* [AIM] Print every one of the rows below word for word, leaving out the pictures.

* [MATERIAL TO PROCESS]

::::

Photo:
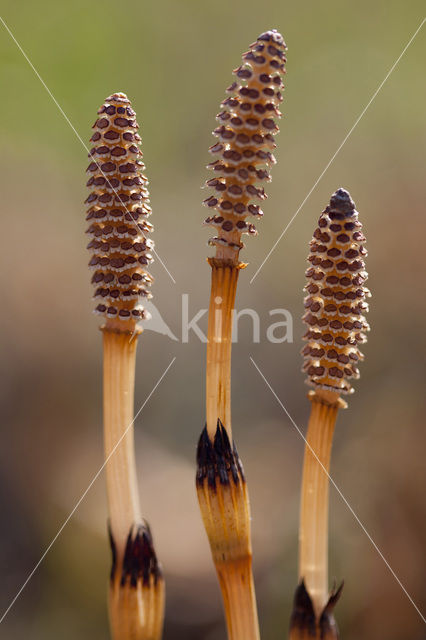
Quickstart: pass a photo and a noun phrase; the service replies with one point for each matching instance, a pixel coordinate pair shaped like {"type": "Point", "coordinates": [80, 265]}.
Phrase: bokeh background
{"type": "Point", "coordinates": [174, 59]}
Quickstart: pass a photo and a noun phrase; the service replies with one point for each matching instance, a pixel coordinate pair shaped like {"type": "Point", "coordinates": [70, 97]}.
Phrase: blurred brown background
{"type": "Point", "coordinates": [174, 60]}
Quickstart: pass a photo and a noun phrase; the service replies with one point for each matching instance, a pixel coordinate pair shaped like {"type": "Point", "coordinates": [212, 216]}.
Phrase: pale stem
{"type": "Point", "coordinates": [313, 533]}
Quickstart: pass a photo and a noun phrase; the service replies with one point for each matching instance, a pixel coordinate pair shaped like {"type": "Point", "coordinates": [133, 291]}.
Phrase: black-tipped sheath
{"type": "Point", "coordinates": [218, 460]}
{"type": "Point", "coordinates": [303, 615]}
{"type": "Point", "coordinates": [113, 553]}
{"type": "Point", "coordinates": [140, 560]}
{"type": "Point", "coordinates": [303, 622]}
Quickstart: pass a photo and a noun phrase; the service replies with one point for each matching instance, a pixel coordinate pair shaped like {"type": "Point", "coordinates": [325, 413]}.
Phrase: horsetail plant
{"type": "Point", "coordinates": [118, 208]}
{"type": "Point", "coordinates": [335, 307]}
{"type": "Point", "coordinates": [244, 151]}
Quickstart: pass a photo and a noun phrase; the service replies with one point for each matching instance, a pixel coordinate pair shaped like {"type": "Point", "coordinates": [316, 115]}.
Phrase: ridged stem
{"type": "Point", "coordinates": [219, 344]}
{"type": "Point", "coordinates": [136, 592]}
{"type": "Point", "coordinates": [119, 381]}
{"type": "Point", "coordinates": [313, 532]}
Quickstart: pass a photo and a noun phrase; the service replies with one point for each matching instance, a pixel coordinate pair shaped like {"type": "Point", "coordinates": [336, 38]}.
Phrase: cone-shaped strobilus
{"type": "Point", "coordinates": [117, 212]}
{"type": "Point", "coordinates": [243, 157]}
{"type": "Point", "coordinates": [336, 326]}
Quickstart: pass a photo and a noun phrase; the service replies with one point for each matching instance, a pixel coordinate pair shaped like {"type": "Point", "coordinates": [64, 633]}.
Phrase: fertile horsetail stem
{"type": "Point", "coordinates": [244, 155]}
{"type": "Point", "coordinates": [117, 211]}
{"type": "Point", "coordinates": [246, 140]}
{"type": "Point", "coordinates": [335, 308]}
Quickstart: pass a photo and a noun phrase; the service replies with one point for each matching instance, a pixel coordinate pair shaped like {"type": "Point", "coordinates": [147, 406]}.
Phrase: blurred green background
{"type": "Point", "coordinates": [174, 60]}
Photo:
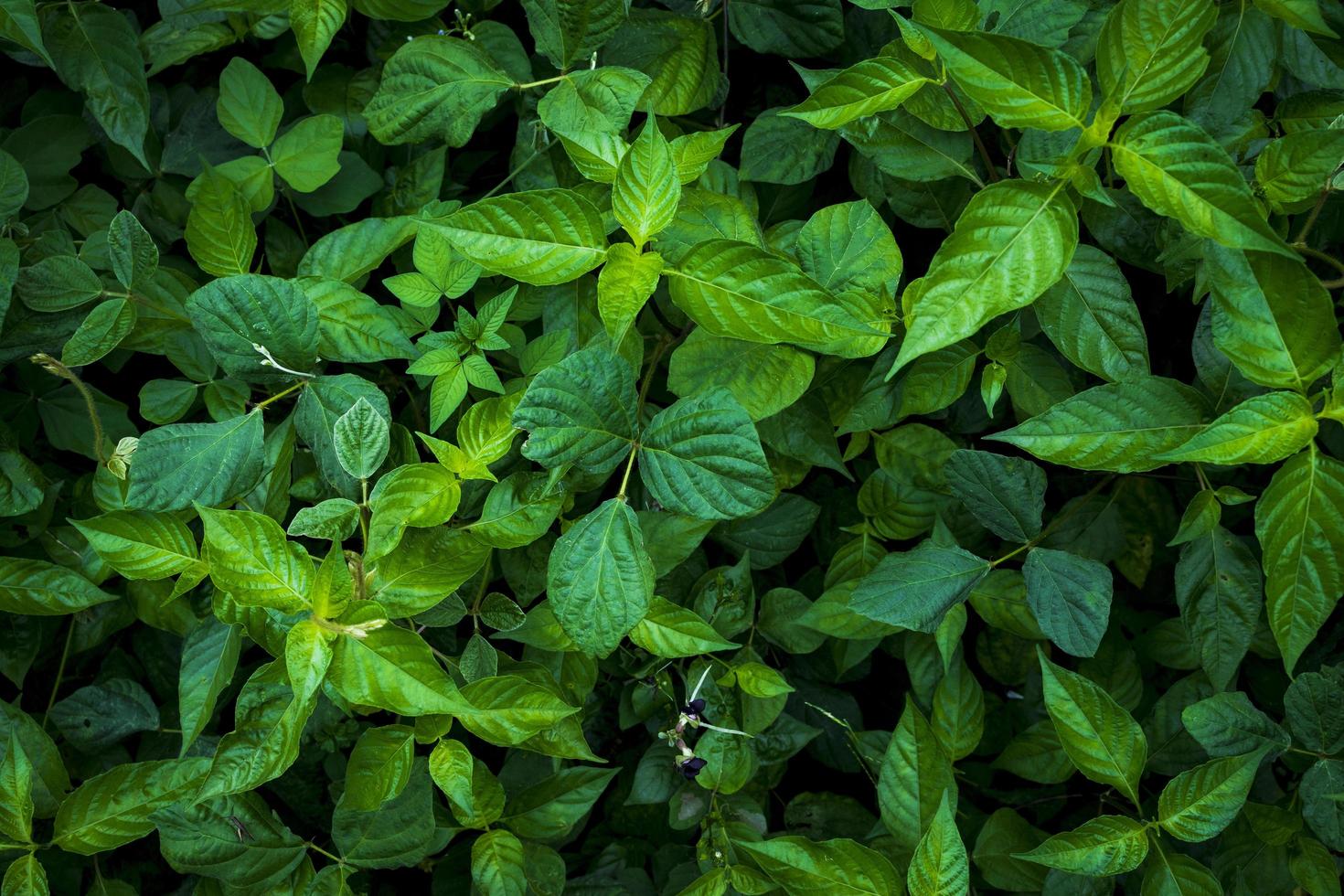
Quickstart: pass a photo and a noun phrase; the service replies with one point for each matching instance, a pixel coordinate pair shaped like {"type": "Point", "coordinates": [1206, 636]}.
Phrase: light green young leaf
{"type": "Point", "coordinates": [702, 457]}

::::

* [SOLUTION]
Photo:
Quickstart: pass a photo and a noun phrase; the service replies with one point for each matching instance, a pixel coordinate pair shaped like {"type": "Point", "coordinates": [80, 265]}.
Phrase: bokeh background
{"type": "Point", "coordinates": [174, 59]}
Quickstart: pass a photo and a noun phrase; the service replies with one point for each matching instance, a pixel coordinate pair shaped like {"type": "Point", "coordinates": [70, 97]}.
Phrase: blurred brown background
{"type": "Point", "coordinates": [174, 60]}
Quickstart: pass a photo and a noun phrase; the service replies with one point for each matching instance, a pixel coordinate pair shaped like {"type": "Point", "coordinates": [212, 216]}.
Phrase: pale stem
{"type": "Point", "coordinates": [313, 533]}
Quickstart: pass a photo and a noun phrase; the service replies with one point for each matching instance, a pixel coordinate pair shaped like {"type": "Point", "coordinates": [133, 291]}.
Phrase: black-tipped sheath
{"type": "Point", "coordinates": [218, 460]}
{"type": "Point", "coordinates": [303, 615]}
{"type": "Point", "coordinates": [113, 553]}
{"type": "Point", "coordinates": [140, 560]}
{"type": "Point", "coordinates": [303, 622]}
Quickstart: pass a photo and a noun phrase; the service replies with one point for each matching instance, a pixel coordinate pair shaped like {"type": "Point", "coordinates": [325, 413]}.
Phrase: horsetail plant
{"type": "Point", "coordinates": [118, 208]}
{"type": "Point", "coordinates": [335, 307]}
{"type": "Point", "coordinates": [244, 151]}
Quickstart: pass a photo and a noun phrase; the service replies with one point for each matching instance, a pixel coordinate pair shaped like {"type": "Point", "coordinates": [316, 115]}.
Phrase: ridged stem
{"type": "Point", "coordinates": [219, 344]}
{"type": "Point", "coordinates": [136, 592]}
{"type": "Point", "coordinates": [119, 381]}
{"type": "Point", "coordinates": [313, 532]}
Quickstart: pass a photo and a noun phrase; the service replies with one point for each matching instance, a pixel coordinate pair shaped like {"type": "Point", "coordinates": [336, 38]}.
Phrase: cone-shaped strobilus
{"type": "Point", "coordinates": [117, 212]}
{"type": "Point", "coordinates": [243, 157]}
{"type": "Point", "coordinates": [336, 326]}
Quickstart: pass a photo and a noun phrase; the service replies with one point for each matching instance, a pixel coordinate pair shaped like {"type": "Point", "coordinates": [64, 633]}.
Phrase: fertile horsetail stem
{"type": "Point", "coordinates": [244, 155]}
{"type": "Point", "coordinates": [117, 211]}
{"type": "Point", "coordinates": [246, 140]}
{"type": "Point", "coordinates": [335, 308]}
Quickstart: pass a photo and a noun phrase; the service replies with one point for each matching instance, a pixel coordinate pair shaped like {"type": "Point", "coordinates": [147, 406]}.
Phrase: blurred green background
{"type": "Point", "coordinates": [174, 60]}
Photo:
Quickstart: pass a photo and a noun phrase; the service replies with one point for each matching instance, a pixel coordinate pair shaped like {"type": "Point", "coordinates": [1206, 636]}.
Phrase: light green young leaf
{"type": "Point", "coordinates": [702, 457]}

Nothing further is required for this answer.